In the news report on sexually transmitted disease rates in Nevada, which state leads the nation in gonorrhea cases?

### EXCERPTED PASSAGE
------------------------------------------------------------------------

Women are checked by doctors every week, said Jeannie Jordan, manager of Donna's Ranch in Wells. And Nevada law requires patrons to use condoms.

An owner of one of the many strip clubs in Las Vegas said his employees were well-educated about the risks of disease.

Prostitution is not legal in Las Vegas.

Despite being below the national average, the number of new gonorrhea cases in Clark County increased 13 percent in the first half of this year, a report by the national Centers for Disease Control and Prevention found.

The CDC report did not address chlamydia, the most commonly reported sexually transmitted disease, or HIV and AIDS, an affliction that weakens the body's immune system.

But state and county studies found increases in HIV and AIDs cases as well as chlamydia.

A state report ranked Nevada 10th in the nation in HIV and AIDS in 1999, with a rate of 17 new cases per 100,000 people in 1999. New York was ranked first, with 39 HIV and AIDS cases per 100,000.

Bill Hill, a state Health Department official, said the state is charting an increase this year in HIV and AIDS cases.

There were 275 new cases of HIV and 259 cases of AIDS reported in Nevada in 1999. As of Oct. 31, the state reported 295 cases of HIV and 234 cases of AIDS.

There were 593 new cases of gonorrhea reported in Clark County from January to June, compared with 515 cases in the same period in 1999.

Nevada's rate of gonorrhea cases was just 75 per 100,000 people in calendar 1999 - well below the national average of 133 cases per 100,000. South Carolina leads the nation with 392 cases per 100,000.

Nevada ranked second behind Arizona in gonorrhea cases in the western United States. Arizona had 92 cases per 100,000 people in 1999. California had 57; New Mexico, 56. Utah had 12 cases per 100,000 people.

Gonorrhea is a common and curable sexually transmitted disease. Symptoms can include pain during urination, but most women exhibit no symptoms.

Clark County, which includes Las Vegas, reported a rise in chlamydia cases this year - from a total of 2,005 cases in all of 1999 to 2,183 cases so far in 2000. Despite the increases, Nevada remains below the national average.

Mary Ellen Harrell, a public health nurse for the Clark County Health District, said officials weren't sure why chlamydia was increasing. She said the health department was increasing testing for chlamydia and emphasizing education about the disease.

Three of four infected women and half of infected men exhibit no symptoms. If left untreated, chlamydia can cause infertility and increase the risk of contracting HIV.

------------------------------------------------------------------------

### SUPPLIED RECORDS
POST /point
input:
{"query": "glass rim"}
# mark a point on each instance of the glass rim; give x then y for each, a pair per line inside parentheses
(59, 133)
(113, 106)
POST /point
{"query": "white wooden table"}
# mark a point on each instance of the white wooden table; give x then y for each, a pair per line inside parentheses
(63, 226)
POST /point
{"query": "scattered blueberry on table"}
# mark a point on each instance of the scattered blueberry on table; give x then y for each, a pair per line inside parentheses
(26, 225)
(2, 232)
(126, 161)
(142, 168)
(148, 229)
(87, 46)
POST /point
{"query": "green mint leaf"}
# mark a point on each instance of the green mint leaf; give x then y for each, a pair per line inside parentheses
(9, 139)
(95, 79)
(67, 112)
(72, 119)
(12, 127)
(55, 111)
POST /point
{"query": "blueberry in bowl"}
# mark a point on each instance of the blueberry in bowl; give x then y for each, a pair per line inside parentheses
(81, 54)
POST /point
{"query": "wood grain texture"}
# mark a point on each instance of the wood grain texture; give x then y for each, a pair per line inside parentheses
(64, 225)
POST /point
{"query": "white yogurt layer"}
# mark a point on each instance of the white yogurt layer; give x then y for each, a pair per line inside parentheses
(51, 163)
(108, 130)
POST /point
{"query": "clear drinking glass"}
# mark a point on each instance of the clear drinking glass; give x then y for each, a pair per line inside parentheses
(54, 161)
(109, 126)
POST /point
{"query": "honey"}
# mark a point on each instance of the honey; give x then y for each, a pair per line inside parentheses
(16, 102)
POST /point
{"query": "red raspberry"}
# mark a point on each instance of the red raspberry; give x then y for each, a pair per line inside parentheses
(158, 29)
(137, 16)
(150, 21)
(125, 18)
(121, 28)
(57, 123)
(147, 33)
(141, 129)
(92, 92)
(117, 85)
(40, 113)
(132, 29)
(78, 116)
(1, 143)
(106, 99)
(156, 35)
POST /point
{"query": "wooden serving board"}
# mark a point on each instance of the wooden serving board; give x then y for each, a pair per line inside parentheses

------------------------------------------------------------------------

### SOLUTION TO THIS TASK
South Carolina, with 392 cases per 100,000 people.